# COMPLETE THE FOLLOWING:
a. Name the predefined libraries that SAS has by default, as given in the SAS programming overview.
b. According to the SAS programming overview, why are files stored in the WORK library gone after a SAS session ends? Answer in one to three sentences.
c. Proceed with the SAS programming overview from its last sentence.

# TEXT SEGMENT:
- - -

What is SAS programming?
SAS Programming is to use the SAS language for data management, data manipulation, and various data analysis tasks. It consists of outlines of SAS code to provide instructions to the SAS system for various data management or analytical tasks such as how to read, view, produce output, manipulate or analyze the data.
What is the prerequisite for learning SAS Programming?
Components of SAS
The key components of SAS are the following:
SAS programs are widely used for accessing, analyzing, managing or presenting the data. SAS programs are a combination of DATA STEP and PROC (procedure) steps.
The primary method for creating a SAS dataset is using the data step. The data step begins with the DATA statement and contains other programming statements. You can use programming statements for manipulating the existing SAS dataset or create a new dataset from raw data files.
PROC steps are pre-defined procedures in SAS which used to analyze and process data in a SAS data set. PROC steps are also used for data munging which is the process of transforming data from one “raw” data form into another format.
- Create new SAS data sets
- List, sort, and provide summaries of data.
- Generate statistical results.
- Generate plots and charts.
Libraries are collections of files that are accessible by the SAS system. A library can be a physical or logical collection of the files. SAS datasets are stored in SAS Libraries. There are 2 types of SAS Libraries.
- Temporary Libraries
- Permanent Libraries
Temporary libraries in SAS are volatile which means any SAS files or datasets stored in the temporary library will be available only for the current SAS session and will be removed once the SAS session is closed. By default, SAS creates files in a temporary library known as WORK.
Permanent SAS library refers to the files which are stored on an external storage medium of your computer. These files or datasets are not deleted when the SAS session terminates. You can work with the files in a permanent SAS library by specifying the libref as the first part of a two-level SAS filename.
Predefined SAS Libraries
By default, SAS has several libraries that are listed below.
SASHELP is a Read-only permanent library that contains sample data and other files that control how SAS works.
SASUSER is a permanent library that contains SAS files in the Profile catalog and that stores your personal settings. You might not have write access to the Sasuser directory if you are using SAS Studio or SAS University Edition. To verify whether you have Write access, run the below code.
proc options option=rsasuser; run;
If the result from the
PROC OPTIONS procedure is NORSASUSER, then sasuser folder is writable. If the result from the
PROC OPTIONS code is RSASUSER, then sasuser folder is Read-only.
WORK is a temporary library for files that do not need to be saved from session to session. You can also define additional libraries. When you define a library, you indicate the location of your SAS files to SAS. After you define a library, you can manage SAS files within it.
The SAS System creates and uses a variety of structured files called SAS files. These files are stored in the SAS data libraries. Learn more about SAS Libraries in the article Working with SAS libraries.
Types of SAS Files
SAS files stored in SAS data libraries are referred to as members of a library. Each member has a member type. The SAS System differentiates between SAS files and external Windows files in a folder by using unique file extensions.
Some of the common extensions and member types are listed in the below table.
For the complete list of SAS file extension, you can check out the SAS website.
A data set is one of the types of SAS files. Data sets must have a name. Valid data set names can be 1 to 32 characters long and must begin with a letter or an underscore.

- - -

# ENTRIES:
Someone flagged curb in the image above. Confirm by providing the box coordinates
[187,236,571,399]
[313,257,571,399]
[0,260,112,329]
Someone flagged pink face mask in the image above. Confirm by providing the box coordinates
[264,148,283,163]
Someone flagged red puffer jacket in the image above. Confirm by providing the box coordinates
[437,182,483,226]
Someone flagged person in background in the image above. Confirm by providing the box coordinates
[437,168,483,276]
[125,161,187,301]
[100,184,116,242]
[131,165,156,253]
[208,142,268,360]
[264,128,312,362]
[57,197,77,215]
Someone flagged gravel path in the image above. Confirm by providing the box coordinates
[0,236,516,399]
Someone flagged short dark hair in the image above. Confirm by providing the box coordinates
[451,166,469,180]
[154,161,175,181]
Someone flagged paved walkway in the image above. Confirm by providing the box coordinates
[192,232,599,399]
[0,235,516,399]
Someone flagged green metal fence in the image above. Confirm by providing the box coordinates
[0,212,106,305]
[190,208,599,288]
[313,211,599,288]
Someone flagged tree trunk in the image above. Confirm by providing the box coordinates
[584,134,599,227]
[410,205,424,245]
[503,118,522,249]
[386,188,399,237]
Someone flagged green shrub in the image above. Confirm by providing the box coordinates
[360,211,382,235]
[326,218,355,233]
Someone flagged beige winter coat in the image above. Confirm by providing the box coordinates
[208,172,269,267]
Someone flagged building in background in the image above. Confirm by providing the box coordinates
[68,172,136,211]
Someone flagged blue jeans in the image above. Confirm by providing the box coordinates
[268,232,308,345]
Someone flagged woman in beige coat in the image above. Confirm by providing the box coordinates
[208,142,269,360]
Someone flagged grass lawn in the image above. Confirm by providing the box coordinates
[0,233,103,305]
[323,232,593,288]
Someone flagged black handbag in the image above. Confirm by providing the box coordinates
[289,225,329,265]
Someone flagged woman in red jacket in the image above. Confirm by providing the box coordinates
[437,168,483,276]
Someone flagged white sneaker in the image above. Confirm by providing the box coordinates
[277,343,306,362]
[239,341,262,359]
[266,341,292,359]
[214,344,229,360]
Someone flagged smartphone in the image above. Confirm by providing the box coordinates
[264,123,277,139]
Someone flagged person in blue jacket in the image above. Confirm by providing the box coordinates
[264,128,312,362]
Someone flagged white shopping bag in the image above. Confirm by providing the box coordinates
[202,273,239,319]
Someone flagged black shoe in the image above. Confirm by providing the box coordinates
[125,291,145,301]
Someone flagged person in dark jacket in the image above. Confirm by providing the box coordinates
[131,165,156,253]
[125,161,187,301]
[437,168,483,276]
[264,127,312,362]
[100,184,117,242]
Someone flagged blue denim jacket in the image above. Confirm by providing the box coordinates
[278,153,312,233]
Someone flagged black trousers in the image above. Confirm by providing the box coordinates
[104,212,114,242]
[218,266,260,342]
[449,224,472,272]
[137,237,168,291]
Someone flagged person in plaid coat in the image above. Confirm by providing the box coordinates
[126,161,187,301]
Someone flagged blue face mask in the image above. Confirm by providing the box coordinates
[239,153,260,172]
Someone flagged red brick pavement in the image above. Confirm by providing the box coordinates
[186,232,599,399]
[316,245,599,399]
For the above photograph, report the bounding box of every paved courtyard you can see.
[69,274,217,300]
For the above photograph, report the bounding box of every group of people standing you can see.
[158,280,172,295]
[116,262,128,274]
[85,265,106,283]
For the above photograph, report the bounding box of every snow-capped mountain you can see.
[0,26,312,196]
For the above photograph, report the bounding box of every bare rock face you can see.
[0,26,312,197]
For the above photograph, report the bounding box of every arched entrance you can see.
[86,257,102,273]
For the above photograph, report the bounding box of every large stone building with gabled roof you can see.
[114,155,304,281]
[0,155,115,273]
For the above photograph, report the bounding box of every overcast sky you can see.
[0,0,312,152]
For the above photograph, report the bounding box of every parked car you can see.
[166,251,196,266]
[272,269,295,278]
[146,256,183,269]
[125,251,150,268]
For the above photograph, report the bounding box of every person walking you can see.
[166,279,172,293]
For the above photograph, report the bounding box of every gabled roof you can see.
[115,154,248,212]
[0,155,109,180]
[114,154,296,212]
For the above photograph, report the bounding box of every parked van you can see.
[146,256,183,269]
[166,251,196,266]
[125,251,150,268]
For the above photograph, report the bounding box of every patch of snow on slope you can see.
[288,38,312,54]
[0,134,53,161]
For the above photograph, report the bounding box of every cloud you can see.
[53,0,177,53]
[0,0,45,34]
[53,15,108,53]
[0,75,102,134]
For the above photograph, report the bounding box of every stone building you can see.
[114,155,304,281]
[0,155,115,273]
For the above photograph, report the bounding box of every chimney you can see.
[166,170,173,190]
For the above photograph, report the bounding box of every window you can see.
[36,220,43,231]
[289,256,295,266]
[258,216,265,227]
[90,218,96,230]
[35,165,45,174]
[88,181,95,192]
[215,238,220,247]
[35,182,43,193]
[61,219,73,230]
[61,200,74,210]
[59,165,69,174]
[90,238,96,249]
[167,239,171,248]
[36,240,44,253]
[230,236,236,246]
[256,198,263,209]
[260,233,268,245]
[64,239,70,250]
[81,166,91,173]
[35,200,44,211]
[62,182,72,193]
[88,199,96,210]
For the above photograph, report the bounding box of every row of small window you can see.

- - -

# REPLIES:
a. SASHELP, SASUSER, WORK

b. WORK is a temporary library, and temporary libraries in SAS are volatile. Files or datasets stored there are available only for the current SAS session and are removed once the session is closed. WORK is meant for files that do not need to be saved from session to session.

c.
SAS Data set has two parts:
- Descriptive Portion
- Data portion
A SAS data set consists of two parts: a descriptor portion and a data portion. A SAS data set can also point to indexes, which enables SAS to locate rows in the data set more efficiently.
Once the data is in the form of a SAS data set, there is no need to specify the attributes of the data set or the variables in your program statements. SAS can obtain the information directly from the data set.
The descriptor portion of a SAS data set contains information about the data set, including the following:
- Name of the data set
- Date and time that the data set was created
- Number of observations
- Number of variables
The Collection of data values in SAS is in a table format.
Observations (also called rows) in a SAS data set are collections of data values that usually relate to a single object.
Each row is a collection of data values that relate to a single object. Each of the columns is a collection of values that describe a particular characteristic. and for each of the variables in a data set, there are a series of attributes.
Variables (also called columns) in the data set are collections of values that describe a particular characteristic.
The descriptor portion also contains information about the properties such as variable’s name, type, length, format, informat, and label of each variable in the SAS data set.
Here is a listing of the attribute information in the descriptor portion of the SAS data set SASHELP.AIR
A variable name conforms to the SAS naming conventions and it follows the same rules as SAS data set names.
Rules for Variable Names
- They can be 1 to 32 characters long.
- They must begin with a letter (A-Z, either uppercase or lowercase) or an underscore (_).
- They can continue with any combination of numbers, letters, or underscores.
VALIDVARNAME= System Option
VALIDVARNAME system option is set to V7 (letters of the Latin alphabet, numerals, or underscores) by default.
If you would like to use characters other than the valid ones, you must specify
If the name includes either a percent sign (%) or an ampersand (&) or ven variable name with spaces you must use single quotation marks in the name literal.
‘% of profit’n=percent;
VALIDVARNAME specifies the rules for valid SAS variable names that can be created
and processed during a SAS session.
V7 specifies that variable names must follow these rules:
- SAS variable names can be up to 32 characters long.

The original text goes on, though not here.